◆ **Task prompt**
List every line of the items below that contains the string "glass", copying each such line in full.

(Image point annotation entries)
☆ ☆ ☆
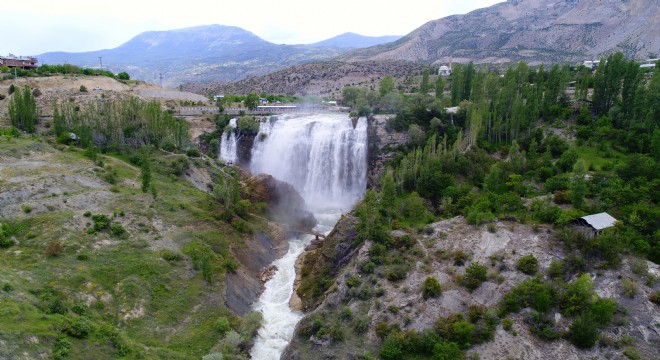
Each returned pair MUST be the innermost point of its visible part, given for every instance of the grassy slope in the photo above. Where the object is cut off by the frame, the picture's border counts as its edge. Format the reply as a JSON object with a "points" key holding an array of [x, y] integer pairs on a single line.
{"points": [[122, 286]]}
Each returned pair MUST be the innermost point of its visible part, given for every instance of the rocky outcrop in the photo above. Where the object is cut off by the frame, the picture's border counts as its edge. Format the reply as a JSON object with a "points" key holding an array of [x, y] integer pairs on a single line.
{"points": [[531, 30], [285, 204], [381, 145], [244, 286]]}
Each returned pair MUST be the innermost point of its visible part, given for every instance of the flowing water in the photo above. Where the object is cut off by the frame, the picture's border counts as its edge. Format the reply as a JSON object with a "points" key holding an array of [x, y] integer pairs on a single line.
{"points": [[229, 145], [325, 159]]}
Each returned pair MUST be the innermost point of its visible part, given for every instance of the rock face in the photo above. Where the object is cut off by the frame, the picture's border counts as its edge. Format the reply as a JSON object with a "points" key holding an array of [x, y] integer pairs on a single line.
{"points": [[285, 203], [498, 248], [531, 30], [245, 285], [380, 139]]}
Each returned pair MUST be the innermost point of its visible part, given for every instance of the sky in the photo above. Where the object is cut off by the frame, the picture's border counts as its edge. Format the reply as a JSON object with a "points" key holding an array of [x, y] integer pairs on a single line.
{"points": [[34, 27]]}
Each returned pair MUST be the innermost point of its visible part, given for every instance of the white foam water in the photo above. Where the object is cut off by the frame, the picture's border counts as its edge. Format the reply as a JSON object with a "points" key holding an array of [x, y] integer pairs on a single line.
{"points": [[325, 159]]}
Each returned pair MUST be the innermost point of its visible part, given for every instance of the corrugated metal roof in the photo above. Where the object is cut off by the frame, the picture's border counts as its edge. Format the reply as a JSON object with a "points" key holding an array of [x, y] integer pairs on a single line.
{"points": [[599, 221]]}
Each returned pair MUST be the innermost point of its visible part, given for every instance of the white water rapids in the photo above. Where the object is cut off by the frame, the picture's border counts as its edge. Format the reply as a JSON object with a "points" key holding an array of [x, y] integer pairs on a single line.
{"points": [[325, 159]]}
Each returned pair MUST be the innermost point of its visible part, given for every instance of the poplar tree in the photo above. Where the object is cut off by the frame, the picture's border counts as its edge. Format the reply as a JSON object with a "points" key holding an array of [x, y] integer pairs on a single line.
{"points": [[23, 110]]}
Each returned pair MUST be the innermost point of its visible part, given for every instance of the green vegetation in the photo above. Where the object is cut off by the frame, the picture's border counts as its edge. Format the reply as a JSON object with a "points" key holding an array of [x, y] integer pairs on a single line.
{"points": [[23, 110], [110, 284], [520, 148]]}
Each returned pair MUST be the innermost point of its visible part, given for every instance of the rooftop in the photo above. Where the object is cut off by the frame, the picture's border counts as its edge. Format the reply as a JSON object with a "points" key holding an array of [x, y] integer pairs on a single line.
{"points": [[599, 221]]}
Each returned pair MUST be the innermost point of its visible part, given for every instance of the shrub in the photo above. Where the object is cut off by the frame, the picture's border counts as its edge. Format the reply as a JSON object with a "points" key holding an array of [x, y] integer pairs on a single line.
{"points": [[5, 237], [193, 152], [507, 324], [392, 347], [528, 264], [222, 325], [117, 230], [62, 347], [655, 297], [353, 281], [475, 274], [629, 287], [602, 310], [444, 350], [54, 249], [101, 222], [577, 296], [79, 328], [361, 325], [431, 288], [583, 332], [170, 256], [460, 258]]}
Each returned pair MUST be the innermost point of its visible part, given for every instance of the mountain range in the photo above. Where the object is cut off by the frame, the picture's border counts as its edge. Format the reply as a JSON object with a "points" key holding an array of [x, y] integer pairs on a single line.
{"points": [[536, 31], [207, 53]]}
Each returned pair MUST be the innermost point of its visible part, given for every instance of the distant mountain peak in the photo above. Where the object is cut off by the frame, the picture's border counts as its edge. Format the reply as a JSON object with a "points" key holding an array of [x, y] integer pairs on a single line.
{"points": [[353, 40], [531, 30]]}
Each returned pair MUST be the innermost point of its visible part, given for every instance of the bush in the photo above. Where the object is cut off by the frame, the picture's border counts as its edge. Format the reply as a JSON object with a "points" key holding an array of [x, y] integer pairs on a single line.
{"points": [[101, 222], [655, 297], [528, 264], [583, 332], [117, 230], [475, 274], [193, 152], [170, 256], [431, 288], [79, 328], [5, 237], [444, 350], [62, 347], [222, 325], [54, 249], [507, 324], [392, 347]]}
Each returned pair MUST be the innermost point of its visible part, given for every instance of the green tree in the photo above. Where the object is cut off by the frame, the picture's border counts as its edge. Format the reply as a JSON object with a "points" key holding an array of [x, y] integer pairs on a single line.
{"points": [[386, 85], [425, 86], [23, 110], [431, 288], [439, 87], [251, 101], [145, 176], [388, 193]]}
☆ ☆ ☆
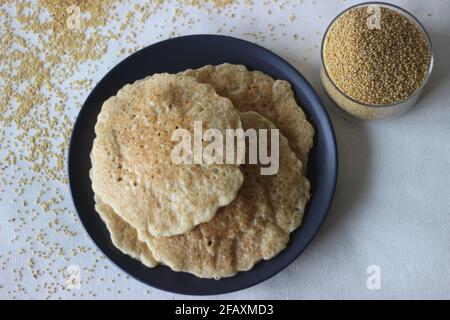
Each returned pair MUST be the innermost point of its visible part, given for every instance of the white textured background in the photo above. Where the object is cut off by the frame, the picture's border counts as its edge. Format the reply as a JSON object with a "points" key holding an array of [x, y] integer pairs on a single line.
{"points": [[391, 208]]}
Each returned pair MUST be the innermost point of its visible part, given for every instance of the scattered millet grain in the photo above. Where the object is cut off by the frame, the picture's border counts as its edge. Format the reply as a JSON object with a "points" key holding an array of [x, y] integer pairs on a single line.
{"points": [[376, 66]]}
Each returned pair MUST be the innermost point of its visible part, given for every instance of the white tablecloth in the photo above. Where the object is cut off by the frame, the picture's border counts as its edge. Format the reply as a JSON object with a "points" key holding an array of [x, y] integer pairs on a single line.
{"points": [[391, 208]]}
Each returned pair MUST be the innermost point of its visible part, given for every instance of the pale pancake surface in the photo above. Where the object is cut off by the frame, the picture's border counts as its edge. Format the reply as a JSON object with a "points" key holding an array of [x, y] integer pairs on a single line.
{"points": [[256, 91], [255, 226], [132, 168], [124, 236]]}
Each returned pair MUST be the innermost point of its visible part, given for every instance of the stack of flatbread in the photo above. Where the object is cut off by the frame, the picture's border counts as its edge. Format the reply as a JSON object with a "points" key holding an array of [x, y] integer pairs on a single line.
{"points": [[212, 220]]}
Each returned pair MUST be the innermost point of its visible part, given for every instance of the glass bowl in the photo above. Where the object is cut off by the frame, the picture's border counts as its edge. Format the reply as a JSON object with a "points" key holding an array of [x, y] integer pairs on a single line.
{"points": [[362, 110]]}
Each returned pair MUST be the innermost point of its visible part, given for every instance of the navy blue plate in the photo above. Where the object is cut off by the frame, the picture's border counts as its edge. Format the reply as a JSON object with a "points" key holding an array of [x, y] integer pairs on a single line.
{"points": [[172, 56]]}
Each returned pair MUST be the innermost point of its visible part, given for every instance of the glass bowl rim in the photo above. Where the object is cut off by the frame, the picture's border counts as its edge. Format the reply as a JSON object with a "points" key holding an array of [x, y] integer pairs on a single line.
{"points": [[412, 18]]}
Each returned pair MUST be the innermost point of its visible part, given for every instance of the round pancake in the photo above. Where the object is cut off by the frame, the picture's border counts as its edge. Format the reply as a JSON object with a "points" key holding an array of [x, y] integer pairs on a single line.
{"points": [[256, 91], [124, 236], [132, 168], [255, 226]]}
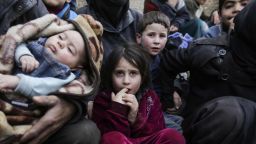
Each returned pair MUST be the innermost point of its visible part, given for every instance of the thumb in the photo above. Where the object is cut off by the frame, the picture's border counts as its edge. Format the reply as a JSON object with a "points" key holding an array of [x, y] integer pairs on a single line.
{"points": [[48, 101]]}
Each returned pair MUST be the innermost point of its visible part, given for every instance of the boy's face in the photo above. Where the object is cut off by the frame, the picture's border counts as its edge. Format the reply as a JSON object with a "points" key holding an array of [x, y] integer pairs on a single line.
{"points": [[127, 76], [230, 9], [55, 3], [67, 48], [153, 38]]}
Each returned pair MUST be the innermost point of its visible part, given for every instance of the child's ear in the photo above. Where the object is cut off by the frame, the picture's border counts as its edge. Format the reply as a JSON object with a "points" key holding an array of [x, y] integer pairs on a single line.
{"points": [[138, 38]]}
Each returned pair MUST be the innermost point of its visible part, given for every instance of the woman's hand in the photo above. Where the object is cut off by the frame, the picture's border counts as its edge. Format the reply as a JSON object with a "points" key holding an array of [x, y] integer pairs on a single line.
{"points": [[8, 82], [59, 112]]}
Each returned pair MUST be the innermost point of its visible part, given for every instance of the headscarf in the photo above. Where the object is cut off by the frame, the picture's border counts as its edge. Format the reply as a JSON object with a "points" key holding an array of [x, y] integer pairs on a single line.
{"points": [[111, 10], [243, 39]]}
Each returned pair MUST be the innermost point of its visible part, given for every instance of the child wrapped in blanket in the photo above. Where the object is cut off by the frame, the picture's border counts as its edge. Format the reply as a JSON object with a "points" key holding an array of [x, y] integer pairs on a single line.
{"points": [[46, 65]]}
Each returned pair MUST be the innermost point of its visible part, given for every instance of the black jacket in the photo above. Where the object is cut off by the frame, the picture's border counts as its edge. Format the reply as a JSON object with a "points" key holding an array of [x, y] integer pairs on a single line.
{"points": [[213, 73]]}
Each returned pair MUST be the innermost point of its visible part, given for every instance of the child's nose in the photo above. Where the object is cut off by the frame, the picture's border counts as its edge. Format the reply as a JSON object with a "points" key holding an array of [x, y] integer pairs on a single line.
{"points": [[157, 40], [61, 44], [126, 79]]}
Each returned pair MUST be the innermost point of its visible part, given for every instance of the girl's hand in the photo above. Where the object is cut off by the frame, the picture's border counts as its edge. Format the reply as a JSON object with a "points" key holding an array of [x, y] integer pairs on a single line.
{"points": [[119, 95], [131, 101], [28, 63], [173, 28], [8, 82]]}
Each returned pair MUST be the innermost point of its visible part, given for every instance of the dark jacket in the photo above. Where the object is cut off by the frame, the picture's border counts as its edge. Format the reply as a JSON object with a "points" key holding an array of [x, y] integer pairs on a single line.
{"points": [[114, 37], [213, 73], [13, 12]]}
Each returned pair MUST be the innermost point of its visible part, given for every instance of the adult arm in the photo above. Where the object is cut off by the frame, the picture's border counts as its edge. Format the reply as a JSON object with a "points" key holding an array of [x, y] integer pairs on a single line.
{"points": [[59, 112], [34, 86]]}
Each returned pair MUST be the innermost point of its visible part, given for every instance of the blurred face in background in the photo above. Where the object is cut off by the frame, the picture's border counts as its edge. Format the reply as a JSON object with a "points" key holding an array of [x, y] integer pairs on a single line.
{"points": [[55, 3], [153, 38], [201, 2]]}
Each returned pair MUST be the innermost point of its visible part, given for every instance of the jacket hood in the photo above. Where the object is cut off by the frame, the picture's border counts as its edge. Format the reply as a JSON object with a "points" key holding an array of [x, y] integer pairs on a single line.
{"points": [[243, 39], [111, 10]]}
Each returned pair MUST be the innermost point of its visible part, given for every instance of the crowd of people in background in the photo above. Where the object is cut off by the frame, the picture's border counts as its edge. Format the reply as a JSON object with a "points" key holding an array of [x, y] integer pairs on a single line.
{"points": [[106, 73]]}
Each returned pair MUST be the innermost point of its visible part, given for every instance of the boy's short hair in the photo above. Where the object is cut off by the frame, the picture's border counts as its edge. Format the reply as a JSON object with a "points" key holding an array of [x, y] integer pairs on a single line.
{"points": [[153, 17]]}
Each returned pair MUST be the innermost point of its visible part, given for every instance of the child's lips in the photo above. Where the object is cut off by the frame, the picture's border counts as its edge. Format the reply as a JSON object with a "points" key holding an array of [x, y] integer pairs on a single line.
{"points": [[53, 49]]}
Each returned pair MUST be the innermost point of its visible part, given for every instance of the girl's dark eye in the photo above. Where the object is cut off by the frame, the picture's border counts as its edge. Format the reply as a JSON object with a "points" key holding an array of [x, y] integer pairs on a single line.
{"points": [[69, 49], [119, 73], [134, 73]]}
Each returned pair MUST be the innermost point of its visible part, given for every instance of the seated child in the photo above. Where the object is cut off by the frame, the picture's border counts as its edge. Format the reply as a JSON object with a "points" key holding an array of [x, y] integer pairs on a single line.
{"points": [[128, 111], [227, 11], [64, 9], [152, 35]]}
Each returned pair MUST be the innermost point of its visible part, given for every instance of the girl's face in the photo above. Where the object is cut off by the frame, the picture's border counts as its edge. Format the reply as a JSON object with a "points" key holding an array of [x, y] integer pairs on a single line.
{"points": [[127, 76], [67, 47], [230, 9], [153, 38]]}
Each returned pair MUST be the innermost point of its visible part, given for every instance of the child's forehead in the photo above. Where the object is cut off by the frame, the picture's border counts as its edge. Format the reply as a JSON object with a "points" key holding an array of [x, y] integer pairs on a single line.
☆ ☆ ☆
◆ **Answer to the exercise**
Each returned pair MUST be the innermost point of its visible part, given for every instance of the glass bowl in the photo above. Where the object is cut off by the frame, the picture's border counts as its edge. Format the reply as a JSON object with a "points" key holding an array of [x, y] integer pairs on a single line.
Each returned pair MUST be the innermost point of its visible part, given for every instance of the glass bowl rim in the photo above. Where the object is cut off by the frame, the picture's border counts as its edge. Format the reply as a JSON object with a "points" key holding an array of [x, y] integer pairs on a single line.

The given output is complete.